* **文档节选**
在去晋江的路上我的嘴几乎没有停过,就好像每次放假回家的头一天,都要紧跟在爸妈身后满屋乱转,缠着他们不停地说话。

真的很久没说这么多话了。

还没等我说够,转眼我们就到晋江了。

这是我第三次到晋江。

而这一次,我的感觉是完全不同的。虽然这里依旧陌生,却让我倍感亲切。

猪少把我交给Joe以后,说有事就先走了。Joe和阿毛带我去吃传说中晋江最经典的阿秋牛排。这是一家老店,据说浓缩了他们这一帮人高中时的回忆,他们也算见证了阿秋牛排馆的发展和成长。

这家老店的牛排跟我以前吃过的牛排是完全不一样的,并不是我想象中像西餐牛排那样一大块肉煎成几分熟的模样,而是小小的一块儿,用浓香的咖喱酱汁浸过,再配上滴过汤汁的咸饭和白灼的生菜,啧啧,极大程度地满足味蕾。

吃完饭,我们去接Joe的女朋友,Joe告诉我她姓丁,叫瑞萍,闽南话发音“水萍”,我觉得听起来很诗情画意。

这是我第一次见到瑞萍,当时我在车里,她在家门口。瑞萍是我这本书里名字出现频率最高的女人,然而她的出场并不算隆重。当时,天已经黑了,我第一眼看到她的时候看不清她的脸,只记得她穿着黑色衣服,小小的,扎着辫子。之前我听过跟她有关的事情,八卦的那一面自然引起对她的诸多好奇。Joe说今晚我要住在瑞萍家,所以我对这个传说中的女人更是充满了期待。

瑞萍上车了,坐在Joe旁边的副驾,那似乎是她专属的座位。我终于看清了她的模样,白白的,小小的脸,戴着黑框眼镜,说不上哪里让我觉得她跟Joe有点夫妻相。然后她转过头来向我问好,我客气地冲着她微笑,俩人都礼貌而客套。那一刻我真的没有想到,之后很短的时间内,我们可以那么要好。

Joe和瑞萍带我去泉州的大坪山上看夜景。路上他们给我介绍泉州的风土人情。原来闽南人喜欢用彩色的霓虹围满水岸,装饰高大的建筑、大桥。也许是有海风撩起彩色的水波荡漾,让这里的夜景有了另一种味道。这里的人和厦门的人不同,他们晚睡,而且夜生活丰富,经常半醉半醒地走在灯火通明的街头。对大多数人来说,夜是造梦的时候,而对他们来说,一天的生活也许才刚刚开始。

夜晚的大坪山顶,风很凉,山路两旁黑压压的树丛里挂着白炽灯,但是光线并不强烈,透过树影,洒下的是温柔如水的光。我们开车到半山腰,然后走上去。山路上没什么人,格外安静,只有树叶沙沙作响。

* **形状标注条目**
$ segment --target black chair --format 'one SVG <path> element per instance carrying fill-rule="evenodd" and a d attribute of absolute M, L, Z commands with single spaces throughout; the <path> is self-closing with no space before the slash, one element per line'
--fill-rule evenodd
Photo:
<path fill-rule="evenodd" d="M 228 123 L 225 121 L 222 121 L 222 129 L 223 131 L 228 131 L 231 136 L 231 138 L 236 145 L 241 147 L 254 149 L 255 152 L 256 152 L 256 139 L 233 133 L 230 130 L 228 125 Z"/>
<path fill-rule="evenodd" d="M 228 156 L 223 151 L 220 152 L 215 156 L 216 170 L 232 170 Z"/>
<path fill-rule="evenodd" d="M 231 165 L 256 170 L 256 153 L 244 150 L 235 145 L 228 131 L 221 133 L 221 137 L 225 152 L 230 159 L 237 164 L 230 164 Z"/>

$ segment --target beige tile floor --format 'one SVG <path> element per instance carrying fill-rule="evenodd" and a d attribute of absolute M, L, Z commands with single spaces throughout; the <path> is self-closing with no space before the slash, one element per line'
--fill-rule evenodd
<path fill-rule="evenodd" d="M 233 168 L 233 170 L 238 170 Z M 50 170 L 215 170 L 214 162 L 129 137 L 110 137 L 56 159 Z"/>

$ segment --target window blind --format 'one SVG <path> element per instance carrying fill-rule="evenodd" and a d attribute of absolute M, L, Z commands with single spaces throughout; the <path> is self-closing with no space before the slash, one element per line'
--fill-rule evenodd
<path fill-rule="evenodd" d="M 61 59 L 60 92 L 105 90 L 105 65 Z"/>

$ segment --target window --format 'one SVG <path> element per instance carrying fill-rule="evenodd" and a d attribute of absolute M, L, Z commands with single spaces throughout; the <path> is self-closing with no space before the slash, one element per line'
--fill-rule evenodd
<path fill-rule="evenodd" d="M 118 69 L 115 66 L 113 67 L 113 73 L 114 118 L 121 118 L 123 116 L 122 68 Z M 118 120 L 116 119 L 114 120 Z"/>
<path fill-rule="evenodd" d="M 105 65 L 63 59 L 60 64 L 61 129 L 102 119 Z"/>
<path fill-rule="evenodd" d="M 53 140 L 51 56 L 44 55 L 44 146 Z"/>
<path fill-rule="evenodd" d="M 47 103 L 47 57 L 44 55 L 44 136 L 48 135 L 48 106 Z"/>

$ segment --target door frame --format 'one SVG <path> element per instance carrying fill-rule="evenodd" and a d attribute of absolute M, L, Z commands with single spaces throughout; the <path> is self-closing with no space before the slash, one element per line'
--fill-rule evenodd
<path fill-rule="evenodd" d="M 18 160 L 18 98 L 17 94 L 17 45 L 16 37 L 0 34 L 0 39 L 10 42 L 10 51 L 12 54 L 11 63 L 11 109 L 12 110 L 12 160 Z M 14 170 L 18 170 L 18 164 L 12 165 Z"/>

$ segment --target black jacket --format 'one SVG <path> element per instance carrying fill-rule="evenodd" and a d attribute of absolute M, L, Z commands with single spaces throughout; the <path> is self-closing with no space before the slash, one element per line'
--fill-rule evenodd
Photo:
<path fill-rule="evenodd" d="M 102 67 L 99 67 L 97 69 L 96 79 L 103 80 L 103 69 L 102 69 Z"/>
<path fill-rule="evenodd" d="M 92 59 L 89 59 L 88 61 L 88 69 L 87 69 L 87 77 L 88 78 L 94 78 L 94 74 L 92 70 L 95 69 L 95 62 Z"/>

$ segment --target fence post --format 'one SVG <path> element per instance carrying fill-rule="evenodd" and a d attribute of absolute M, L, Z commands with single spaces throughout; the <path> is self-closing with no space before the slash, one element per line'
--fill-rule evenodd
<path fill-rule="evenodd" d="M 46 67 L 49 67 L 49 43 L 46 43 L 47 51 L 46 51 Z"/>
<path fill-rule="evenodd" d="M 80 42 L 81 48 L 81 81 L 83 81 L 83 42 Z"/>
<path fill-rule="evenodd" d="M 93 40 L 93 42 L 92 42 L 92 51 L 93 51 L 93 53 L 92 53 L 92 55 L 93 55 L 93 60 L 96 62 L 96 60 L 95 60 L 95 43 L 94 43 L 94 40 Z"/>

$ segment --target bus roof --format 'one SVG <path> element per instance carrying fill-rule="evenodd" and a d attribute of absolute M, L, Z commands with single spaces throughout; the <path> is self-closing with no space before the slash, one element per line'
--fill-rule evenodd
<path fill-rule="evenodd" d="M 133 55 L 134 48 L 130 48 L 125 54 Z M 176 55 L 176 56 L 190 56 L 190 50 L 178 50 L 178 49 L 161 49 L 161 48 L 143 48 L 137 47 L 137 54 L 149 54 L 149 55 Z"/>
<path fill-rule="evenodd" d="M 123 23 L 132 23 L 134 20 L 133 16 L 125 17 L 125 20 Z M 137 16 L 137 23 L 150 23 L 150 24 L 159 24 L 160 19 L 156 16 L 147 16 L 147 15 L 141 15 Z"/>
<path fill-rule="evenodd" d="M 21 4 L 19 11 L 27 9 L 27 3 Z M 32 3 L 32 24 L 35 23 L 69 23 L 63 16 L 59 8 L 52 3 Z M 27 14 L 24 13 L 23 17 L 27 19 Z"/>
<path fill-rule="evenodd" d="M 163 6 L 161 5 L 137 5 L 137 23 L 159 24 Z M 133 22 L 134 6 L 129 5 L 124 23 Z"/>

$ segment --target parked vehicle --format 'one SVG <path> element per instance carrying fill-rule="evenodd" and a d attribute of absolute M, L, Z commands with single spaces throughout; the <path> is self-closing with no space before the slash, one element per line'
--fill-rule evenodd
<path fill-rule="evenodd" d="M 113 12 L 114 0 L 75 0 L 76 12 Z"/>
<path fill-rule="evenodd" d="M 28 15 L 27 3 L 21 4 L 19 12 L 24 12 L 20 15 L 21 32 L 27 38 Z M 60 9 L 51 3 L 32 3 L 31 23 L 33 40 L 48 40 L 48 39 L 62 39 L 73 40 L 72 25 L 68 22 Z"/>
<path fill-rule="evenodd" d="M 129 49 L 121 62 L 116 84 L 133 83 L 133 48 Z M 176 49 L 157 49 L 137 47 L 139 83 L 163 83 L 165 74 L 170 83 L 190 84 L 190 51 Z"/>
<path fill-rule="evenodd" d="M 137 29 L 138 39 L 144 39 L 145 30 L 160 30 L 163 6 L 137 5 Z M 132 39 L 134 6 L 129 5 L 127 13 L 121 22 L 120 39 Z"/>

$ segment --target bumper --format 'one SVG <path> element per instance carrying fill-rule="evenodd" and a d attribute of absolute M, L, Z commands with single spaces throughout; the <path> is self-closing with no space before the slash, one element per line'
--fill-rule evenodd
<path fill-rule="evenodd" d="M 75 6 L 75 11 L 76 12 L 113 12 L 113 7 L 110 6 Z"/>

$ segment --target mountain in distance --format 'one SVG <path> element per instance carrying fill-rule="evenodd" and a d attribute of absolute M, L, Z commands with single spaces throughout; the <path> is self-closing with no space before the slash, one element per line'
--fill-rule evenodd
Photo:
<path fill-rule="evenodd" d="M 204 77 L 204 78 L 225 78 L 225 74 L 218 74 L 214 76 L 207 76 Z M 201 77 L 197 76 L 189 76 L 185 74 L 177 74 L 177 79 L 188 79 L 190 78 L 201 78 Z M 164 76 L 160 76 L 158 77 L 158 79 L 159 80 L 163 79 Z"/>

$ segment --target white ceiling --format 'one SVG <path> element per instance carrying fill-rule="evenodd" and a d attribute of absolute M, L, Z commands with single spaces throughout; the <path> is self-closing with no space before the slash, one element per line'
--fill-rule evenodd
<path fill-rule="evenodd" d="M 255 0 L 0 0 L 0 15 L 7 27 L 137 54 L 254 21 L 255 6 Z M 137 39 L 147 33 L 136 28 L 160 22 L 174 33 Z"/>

* **作业说明**
a) 根据文档节选，Joe的女朋友叫什么名字？她的名字用闽南话怎么发音？
b) 修改列表中从开头一行到含有“233 168 L 233”的那一行（首尾两行都算在内），把“black chair”换成“gray chair”，其余内容保持不变，只输出这几行。
上面的文档节选与列表彼此独立，互不相关。

* **参考答案**
a) 她叫丁瑞萍，闽南话发音为“水萍”。

b)
$ segment --target gray chair --format 'one SVG <path> element per instance carrying fill-rule="evenodd" and a d attribute of absolute M, L, Z commands with single spaces throughout; the <path> is self-closing with no space before the slash, one element per line'
--fill-rule evenodd
Photo:
<path fill-rule="evenodd" d="M 228 123 L 225 121 L 222 121 L 222 129 L 223 131 L 228 131 L 231 136 L 231 138 L 236 145 L 241 147 L 254 149 L 255 152 L 256 152 L 256 139 L 233 133 L 230 130 L 228 125 Z"/>
<path fill-rule="evenodd" d="M 228 156 L 223 151 L 220 152 L 215 156 L 216 170 L 232 170 Z"/>
<path fill-rule="evenodd" d="M 231 165 L 256 170 L 256 153 L 244 150 L 235 145 L 228 131 L 221 133 L 221 137 L 225 152 L 230 159 L 237 164 L 230 164 Z"/>

$ segment --target beige tile floor --format 'one SVG <path> element per instance carrying fill-rule="evenodd" and a d attribute of absolute M, L, Z commands with single spaces throughout; the <path> is self-closing with no space before the slash, one element per line'
--fill-rule evenodd
<path fill-rule="evenodd" d="M 233 168 L 233 170 L 238 170 Z M 50 170 L 215 170 L 214 162 L 129 137 L 110 137 L 56 159 Z"/>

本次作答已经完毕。